# Heat Pump will not turn on



## beakon20 (Dec 6, 2007)

For some reason the entire system has stopped working. The Air Handler does not even come on or the unit outside. I checked the main breakers inside, outside and on the unit itself. All okay and reset them just to make sure. 
Thermostat is about a year old but wondered if that could be the problem. Replaced the thermostat and still does not work. Outside unit is maybe 2 years old and the air handler is 5. The thermostat says the heat is on but nothing going on in the system. 
I assume it's an electrical problem but wanted to see if anyone had any suggestions. Thanks.


----------



## mrkool (Dec 3, 2007)

My guess is the transformer is shorted out, unless it has a 3 or 5 amp fuse
inline on the hot side, like most of the new stuff has.
If you can see where the thermostat wires connect at the indoor unit (furnace), and take the wire nut off the green and red wires, then separate
the red wires and touch the red from the unit to the green and see if the blower comes on, if yes, problem is not the transformer or fuse, if no blower, 
then it is probably trans or fuse.
Most furnaces have circuit board inside to control everything and sometimes
there is a fuse on the control board, should be a blue 3 amp, but maybe 5 amp.

Let us know

ps: it would be nice to have a volt meter, they only cost about $10 these days.


----------



## beakon20 (Dec 6, 2007)

**Exercises to complete:**
1. In the heat pump thread, what does the reply say the red-to-green wire test shows? Answer in one to three sentences.
2. Pick up the heat pump thread right after its last line and keep it going.
The listing has no connection to the heat pump thread.

**Recorded information:**
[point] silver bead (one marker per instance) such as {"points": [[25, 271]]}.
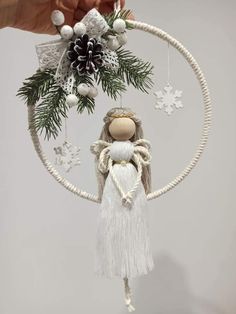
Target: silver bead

**The results:**
1. Touching the red wire from the unit to the green wire shows whether the blower comes on. If it does, the problem is not the transformer or the fuse. If the blower stays off, the transformer or the fuse is probably at fault.

2.
I was thinking the transformer when I first opened the panel. I have the multimeter was going to check the circuits out today. Thanks for the advice.


----------



## beakon20 (Dec 6, 2007)

Checked transformer this morning. No inline fuse except for the breaker on the actual incoming 240 line. No circuit board that I can see unless it is somewhere else on the air handler. Transformer has 240 going in but nothing going out on the 24 VAC side so it's the transformer.


----------



## beakon20 (Dec 6, 2007)

*Fixed*

New transformer came today and we are back online again. Local hvac companies wanted $$$ for the part and to install the part even though I already told them what the problem was.


----------



## lowercase (Aug 22, 2008)

Hi, sorry to revive a dead thread, but I am having a somewhat similar problem. I took this advice (thanks):



mrkool said:


> My guess is the transformer is shorted out, unless it has a 3 or 5 amp fuse
> inline on the hot side, like most of the new stuff has.
> If you can see where the thermostat wires connect at the indoor unit (furnace), and take the wire nut off the green and red wires, then separate
> the red wires and touch the red from the unit to the green and see if the blower comes on, if yes, problem is not the transformer or fuse, if no blower,
> ...


BUT, in my case, the blower came on. Which is nice for the time being, but obviously not an ideal long-term solution. Since it's apparently not the transformer, is there anything I can check next or is it time to call the HVAC guy?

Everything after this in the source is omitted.